**ARTICLE:**
****************************************

Fox News "On the Record with Greta Van Susteren" - Transcript

Interview

Date: March 21, 2012

GRETA VAN SUSTEREN, FOX NEWS HOST: President Obama on a four-state tour touting his green energy policy, but is the president actually sabotaging his own energy goals?

Former Speaker of the House Newt Gingrich joins us from Louisiana. Good evening, Mr. Speaker. And you've been very harsh on the president. He's out there traveling around four states, telling everyone that he's doing a great job with this green energy.

NEWT GINGRICH, GOP PRESIDENTIAL CANDIDATE: Well, I'm still excited by having Joe Theismann join us. As you know, I also own one share of Green Bay stock, as does my son-in-law and my daughter. So this is...

VAN SUSTEREN: Well, let me just...

GINGRICH: ... very exciting to have Joe...

VAN SUSTEREN: ... you right there...

GINGRICH: ... become part of the team.

VAN SUSTEREN: Let me just tell you that my next guest also has a share. But we'll get to that in a second. Wait until you hear who also has a share of this.

(LAUGHTER)

GINGRICH: OK.

VAN SUSTEREN: But go ahead. We all have shares tonight! We're all owners! We have our meeting tonight.

GINGRICH: Listen, let me say first of all, the news from France that you started the show with should be a reminder in dealing with radical Islamists that we need an American energy policy so we become independent of the Middle East, so we can truly confront the Saudis and others who have been the largest funders of al Qaeda and this kind of terrorism.

And I think it's just a reminder that for national security reasons, we need an American energy policy. And it's a grim reminder of how dangerous these radical Islamists are.

Now, the president's first day, by the way, I think is truly weird. You know, he went to Nevada, to a site in which five people -- five! -- have full-time employment for an average cost of $10,800,000 a job. It's a solar power site. It's an absurdity economically. It has nothing to do with the price of gasoline, which is the number one concern of the American people.

****************************************

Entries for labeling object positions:
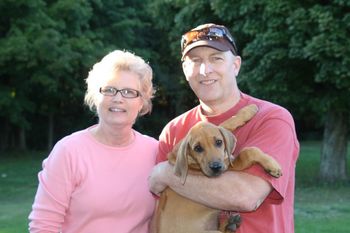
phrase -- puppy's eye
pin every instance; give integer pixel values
(198, 149)
(218, 142)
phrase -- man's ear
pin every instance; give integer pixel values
(185, 67)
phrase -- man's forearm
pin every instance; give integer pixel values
(236, 191)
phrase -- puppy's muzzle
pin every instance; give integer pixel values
(216, 168)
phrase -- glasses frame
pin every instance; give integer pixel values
(209, 33)
(122, 92)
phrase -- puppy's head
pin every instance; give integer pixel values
(206, 147)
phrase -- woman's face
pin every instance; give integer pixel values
(117, 110)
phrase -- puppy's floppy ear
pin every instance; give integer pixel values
(230, 142)
(181, 163)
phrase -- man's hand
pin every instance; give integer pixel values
(159, 177)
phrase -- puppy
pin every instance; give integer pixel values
(206, 150)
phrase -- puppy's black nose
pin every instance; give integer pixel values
(215, 166)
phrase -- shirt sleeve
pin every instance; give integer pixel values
(276, 137)
(53, 194)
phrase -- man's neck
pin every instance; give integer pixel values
(215, 108)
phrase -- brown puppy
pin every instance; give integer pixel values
(207, 149)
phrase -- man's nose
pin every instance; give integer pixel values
(205, 68)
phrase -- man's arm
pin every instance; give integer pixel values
(236, 191)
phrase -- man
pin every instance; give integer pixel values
(211, 65)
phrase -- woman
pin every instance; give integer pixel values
(95, 180)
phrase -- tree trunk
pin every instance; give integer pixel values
(50, 131)
(22, 139)
(334, 150)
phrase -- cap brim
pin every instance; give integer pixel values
(208, 43)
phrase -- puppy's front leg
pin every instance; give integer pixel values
(242, 116)
(252, 155)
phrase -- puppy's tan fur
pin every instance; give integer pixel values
(207, 149)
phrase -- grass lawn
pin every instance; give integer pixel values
(318, 208)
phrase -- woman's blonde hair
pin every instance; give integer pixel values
(105, 69)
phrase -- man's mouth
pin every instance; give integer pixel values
(207, 82)
(116, 110)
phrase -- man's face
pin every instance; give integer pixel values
(212, 74)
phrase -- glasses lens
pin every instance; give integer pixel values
(211, 33)
(109, 91)
(129, 93)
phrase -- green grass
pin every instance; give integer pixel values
(318, 208)
(18, 183)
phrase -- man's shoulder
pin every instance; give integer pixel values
(183, 118)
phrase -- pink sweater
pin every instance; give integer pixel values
(273, 131)
(88, 187)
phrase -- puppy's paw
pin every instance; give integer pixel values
(233, 223)
(274, 169)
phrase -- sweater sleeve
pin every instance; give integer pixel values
(56, 184)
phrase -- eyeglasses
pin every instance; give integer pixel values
(208, 33)
(125, 92)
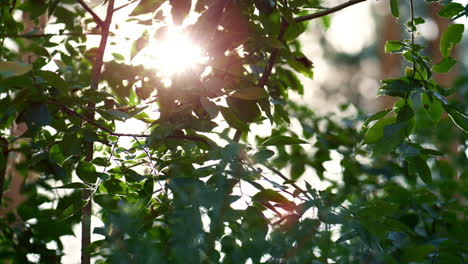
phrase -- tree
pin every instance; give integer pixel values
(190, 186)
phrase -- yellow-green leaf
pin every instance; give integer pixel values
(13, 68)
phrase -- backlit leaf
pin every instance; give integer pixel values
(283, 140)
(451, 37)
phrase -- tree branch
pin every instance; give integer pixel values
(89, 10)
(327, 11)
(86, 211)
(284, 25)
(28, 36)
(112, 133)
(274, 54)
(123, 6)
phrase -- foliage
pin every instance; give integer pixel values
(181, 190)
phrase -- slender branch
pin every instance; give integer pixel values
(284, 25)
(274, 54)
(153, 168)
(3, 164)
(412, 35)
(28, 36)
(237, 136)
(112, 133)
(123, 6)
(86, 211)
(327, 11)
(89, 10)
(282, 176)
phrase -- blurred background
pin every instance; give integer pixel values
(347, 50)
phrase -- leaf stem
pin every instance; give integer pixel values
(96, 18)
(86, 211)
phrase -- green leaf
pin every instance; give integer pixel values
(250, 93)
(139, 44)
(417, 253)
(52, 5)
(72, 209)
(392, 46)
(283, 140)
(86, 172)
(423, 169)
(37, 115)
(269, 195)
(54, 80)
(265, 6)
(263, 155)
(297, 168)
(346, 236)
(376, 132)
(245, 110)
(180, 10)
(451, 37)
(13, 68)
(451, 9)
(376, 116)
(444, 65)
(70, 146)
(394, 8)
(74, 185)
(232, 119)
(159, 133)
(458, 117)
(209, 107)
(146, 6)
(396, 87)
(433, 108)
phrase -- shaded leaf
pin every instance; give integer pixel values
(86, 172)
(13, 68)
(394, 8)
(146, 6)
(444, 65)
(73, 185)
(451, 36)
(282, 140)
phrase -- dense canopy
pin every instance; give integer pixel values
(177, 139)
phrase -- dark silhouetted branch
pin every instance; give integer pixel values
(89, 10)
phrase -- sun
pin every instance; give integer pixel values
(175, 53)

****************************************

**EXERCISE TASKS:**
**A.** Translate this sentence from the Gingrich interview transcript into Spanish: "It has nothing to do with the price of gasoline, which is the number one concern of the American people."
**B.** Extend the Gingrich interview transcript by writing the next few exchanges of the conversation in the same format, beginning right after its final sentence.

**REPLIES:**
**A.** No tiene nada que ver con el precio de la gasolina, que es la principal preocupación del pueblo estadounidense.

**B.**
And it illustrates why electricity is going up in most American states at a dramatic rate, because Obama's policies both raise the cost of electricity and raise the cost of gasoline and diesel fuel.

He doesn't have a green energy policy, he has a greenback energy policy. He keeps shoveling out greenbacks to failing ideas and propping them up with our tax money and with our children's money.

VAN SUSTEREN: You know, Mr. Speaker, I'm a big fan of renewable energies. I really want us to find a very successful path with renewable energies where it really works, it's really cheap for American people and that we become less dependent on foreign oil, maybe even completely independent of it.

But what I don't understand -- I mean, this whole effort by him on Solyndra and this -- and this today, where he went where there are only five jobs after they got $50 million, to me, that torpedoes the environmental movement. I mean, that sets them back because it gives all the Republicans all -- you know, a lot of ammunition against something -- you know, against the environmental movement. And that's where I think is the message that a lot of people are missing.

GINGRICH: Well, look, let me draw a distinction. I taught environmental studies. I am for green energy. But I want to draw a distinction between green energy and greenback energy.

Green energy has to ultimately be commercially competitive. The president recently said drilling wasn't the answer for gasoline. He proposed algae. My newsletter today -- and I do an electronic newsletter every Wednesday. My newsletter today is on algae. We went out and talked to the experts. They think it's at least 10 years away, and they think the equivalent cost is between $140 and $800 a barrel.

Now, that's not economically competitive. And you've got -- the goal has to be what you said, which is how can you get to a truly green energy instead of a greenback energy? There's no indication that Barack Obama has a clue about economics and every indication that he is raising the cost of oil and gas for the American people, raising the cost of electricity, deepening the recession and hurting the pocketbook of every American family.

VAN SUSTEREN: Well, there's nothing to inspire people to go in that direction like success, and there's nothing like blowing $550 million on something so stupid as Solyndra, which was obviously bad in the beginning, to give lots of ammunition to those who want -- who do not want it.

But let me turn to another question. This Etch-a-Sketch issue today - - is it fair to go -- I mean, it's been brutal. I saw you standing with the Etch-a-Sketch. I saw Senator Santorum. It wasn't -- it wasn't Governor Romney who made the remark, it was one of his senior advisers or not -- I don't know if he was a senior adviser.

But you guys have been having a field day with him. Is that fair?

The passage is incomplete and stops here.